Task directions
Copy out every line of the records below word for word, but leave out the pictures.

Given information
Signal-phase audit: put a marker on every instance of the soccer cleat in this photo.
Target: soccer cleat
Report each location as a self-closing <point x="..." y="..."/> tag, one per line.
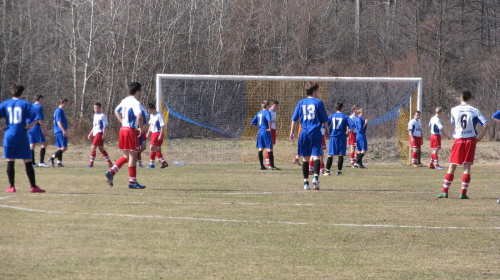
<point x="443" y="195"/>
<point x="316" y="183"/>
<point x="109" y="177"/>
<point x="136" y="186"/>
<point x="36" y="189"/>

Completed task
Signal-phase audit: put a marker on every instance of the soccer cleat in this photo.
Target: soccer cleat
Report each location as a self-closing <point x="..." y="..."/> tag, one per line.
<point x="443" y="195"/>
<point x="316" y="183"/>
<point x="109" y="177"/>
<point x="136" y="186"/>
<point x="36" y="189"/>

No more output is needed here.